- [Jobs]:
(1) From the piece on Jon Spencer and Heavy Trash, render this sentence in Spanish: "The early signs don’t bode well."
(2) Pick up the piece on Jon Spencer and Heavy Trash after its last sentence and carry it on.

What Jon Spencer does when his blues aren't exploding.

There’s an argument to be made that Jon Spencer is missing out on a career in the service of the Lord.

Such are his exhortations and a manic stage manner that verges on preaching, the thought occurs that he’s wasted not being behind a pulpit and tending his flock. Still, religion’s loss is music’s gain as he leaves behind the frenzied ramalama of the Blues Explosion to concentrate on the rockabilly psychosis of Heavy Trash.

Now celebrating their 10th anniversary and with three albums under their belt, Heavy Trash, based around the core duo of Spencer and guitarist Matt Verta-Ray and here augmented by upright bassist Bloodshot Bill and drummer Sam Baker, are no mere side project. This is an entity in its own right and one that drills deep into the heart and soul of rockabilly while bringing something fresh and heartfelt to the form.

The early signs don’t bode well. Taking the stage to a crashing wall of noise, it quickly becomes apparent that Spencer is suffering a technical problem that is knocking his guitar out of commission. Not that this fazes his comrades, who continue with the barrage until a new lead remedies the problem.

- [Supplied records]:
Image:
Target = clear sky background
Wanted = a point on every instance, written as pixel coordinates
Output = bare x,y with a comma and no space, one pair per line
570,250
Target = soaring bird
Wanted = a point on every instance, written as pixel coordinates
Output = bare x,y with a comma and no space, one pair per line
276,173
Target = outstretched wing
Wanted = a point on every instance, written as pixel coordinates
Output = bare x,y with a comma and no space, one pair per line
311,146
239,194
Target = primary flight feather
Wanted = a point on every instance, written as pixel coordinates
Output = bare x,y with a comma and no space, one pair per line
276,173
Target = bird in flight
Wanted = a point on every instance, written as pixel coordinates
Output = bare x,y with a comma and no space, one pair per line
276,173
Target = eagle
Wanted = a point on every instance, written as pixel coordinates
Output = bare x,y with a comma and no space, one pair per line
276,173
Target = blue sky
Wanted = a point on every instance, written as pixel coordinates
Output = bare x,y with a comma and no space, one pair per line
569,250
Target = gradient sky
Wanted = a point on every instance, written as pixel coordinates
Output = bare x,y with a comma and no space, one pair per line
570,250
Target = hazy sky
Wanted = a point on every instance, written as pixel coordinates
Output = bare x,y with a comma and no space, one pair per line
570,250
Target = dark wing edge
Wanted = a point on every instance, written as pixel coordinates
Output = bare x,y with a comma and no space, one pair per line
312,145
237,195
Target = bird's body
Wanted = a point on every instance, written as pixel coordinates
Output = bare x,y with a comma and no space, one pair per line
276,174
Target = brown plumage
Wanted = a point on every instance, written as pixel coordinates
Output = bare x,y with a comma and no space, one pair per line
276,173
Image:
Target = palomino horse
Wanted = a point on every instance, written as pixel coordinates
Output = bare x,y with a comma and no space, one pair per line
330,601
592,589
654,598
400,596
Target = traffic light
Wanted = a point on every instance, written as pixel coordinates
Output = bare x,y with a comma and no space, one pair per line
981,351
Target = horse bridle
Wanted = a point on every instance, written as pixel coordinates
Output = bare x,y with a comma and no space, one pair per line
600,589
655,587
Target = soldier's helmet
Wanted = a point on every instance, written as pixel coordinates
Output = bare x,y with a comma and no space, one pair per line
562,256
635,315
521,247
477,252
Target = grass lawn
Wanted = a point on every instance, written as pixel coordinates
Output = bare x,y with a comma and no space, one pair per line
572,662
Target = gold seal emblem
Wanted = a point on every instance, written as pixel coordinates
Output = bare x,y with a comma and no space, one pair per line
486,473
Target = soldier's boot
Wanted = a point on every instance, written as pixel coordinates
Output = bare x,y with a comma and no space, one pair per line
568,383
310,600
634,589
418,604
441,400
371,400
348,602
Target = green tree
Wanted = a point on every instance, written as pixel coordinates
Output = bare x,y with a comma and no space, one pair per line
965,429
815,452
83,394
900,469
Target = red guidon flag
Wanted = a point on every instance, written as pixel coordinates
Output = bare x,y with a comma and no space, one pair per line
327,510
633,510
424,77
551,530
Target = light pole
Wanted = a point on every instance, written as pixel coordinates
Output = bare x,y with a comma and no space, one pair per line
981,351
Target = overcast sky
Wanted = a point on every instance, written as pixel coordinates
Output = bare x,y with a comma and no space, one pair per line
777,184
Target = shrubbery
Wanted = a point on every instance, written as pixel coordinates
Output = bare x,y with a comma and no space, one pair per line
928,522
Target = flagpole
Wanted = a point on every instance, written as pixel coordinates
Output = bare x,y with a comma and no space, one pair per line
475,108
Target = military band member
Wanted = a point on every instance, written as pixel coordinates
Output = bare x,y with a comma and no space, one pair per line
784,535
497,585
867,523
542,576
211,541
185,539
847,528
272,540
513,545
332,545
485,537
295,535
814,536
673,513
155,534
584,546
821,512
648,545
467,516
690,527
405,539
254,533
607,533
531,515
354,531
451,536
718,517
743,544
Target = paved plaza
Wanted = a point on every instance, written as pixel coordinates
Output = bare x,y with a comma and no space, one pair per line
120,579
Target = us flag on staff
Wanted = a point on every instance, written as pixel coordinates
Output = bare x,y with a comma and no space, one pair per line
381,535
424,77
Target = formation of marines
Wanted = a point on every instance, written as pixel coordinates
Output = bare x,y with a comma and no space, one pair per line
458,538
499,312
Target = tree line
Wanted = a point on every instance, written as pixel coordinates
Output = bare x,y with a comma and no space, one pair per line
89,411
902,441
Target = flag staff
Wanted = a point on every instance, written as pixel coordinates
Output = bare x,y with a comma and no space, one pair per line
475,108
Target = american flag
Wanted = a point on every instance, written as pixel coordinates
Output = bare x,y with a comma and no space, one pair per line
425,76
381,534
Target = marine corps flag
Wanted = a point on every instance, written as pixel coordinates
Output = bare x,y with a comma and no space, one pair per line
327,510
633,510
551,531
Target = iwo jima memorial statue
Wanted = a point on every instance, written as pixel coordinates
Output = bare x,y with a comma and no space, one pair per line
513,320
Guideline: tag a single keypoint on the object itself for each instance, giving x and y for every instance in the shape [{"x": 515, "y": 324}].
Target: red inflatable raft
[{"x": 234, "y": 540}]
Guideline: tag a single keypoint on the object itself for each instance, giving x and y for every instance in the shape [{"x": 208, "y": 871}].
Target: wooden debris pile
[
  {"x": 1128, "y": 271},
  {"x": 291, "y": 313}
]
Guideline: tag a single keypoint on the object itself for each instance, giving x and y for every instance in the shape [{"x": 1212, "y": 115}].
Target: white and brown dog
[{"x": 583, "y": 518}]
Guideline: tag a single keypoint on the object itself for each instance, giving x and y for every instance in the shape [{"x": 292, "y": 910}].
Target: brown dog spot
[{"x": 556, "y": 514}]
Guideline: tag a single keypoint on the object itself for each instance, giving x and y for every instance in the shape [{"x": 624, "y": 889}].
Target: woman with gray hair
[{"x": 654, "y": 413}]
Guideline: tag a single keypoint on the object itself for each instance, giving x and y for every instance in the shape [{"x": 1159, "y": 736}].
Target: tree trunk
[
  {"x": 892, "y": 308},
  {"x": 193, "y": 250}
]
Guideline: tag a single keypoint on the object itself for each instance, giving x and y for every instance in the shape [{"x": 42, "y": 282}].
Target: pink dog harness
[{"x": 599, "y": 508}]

- [The results]:
(1) Las primeras señales no auguran nada bueno.

(2)
“Are you ready to do it?” yells Spencer. With the reaction in the affirmative, Heavy Trash launch into the call and response of Say Yeah and from there on in refuse to slacken in purpose or intensity. With the members of the audience finding themselves gasping for air in the increasingly sweltering environs of the venue, Heavy Trash feed off the exhaustion and increase in energy. Justine Alright rollicks along with the speed of a runaway freight train and Punk Rock Mama evokes the spirit of Buddy Holly.

As evidenced by The Female Form, Heavy Trash are very much a band, with Verta-Ray handling vocals and displaying an admirable dexterity with his twanging guitar. It also becomes apparent that the band don’t so much do encores as another set entirely that witnesses spirited versions of Link Wray’s reading of Batman Theme and The Everly Brothers’ Bird Dog.

Naysayers might claim that Heavy Trash sail too close to parody, but this is to miss the point. Their irreverence, combined with injections of soul, rock’n’roll, elements of punk rock, a genuine love of the form and an unabashed sense of fun are precisely what make Heavy Trash such a joy. Rock on.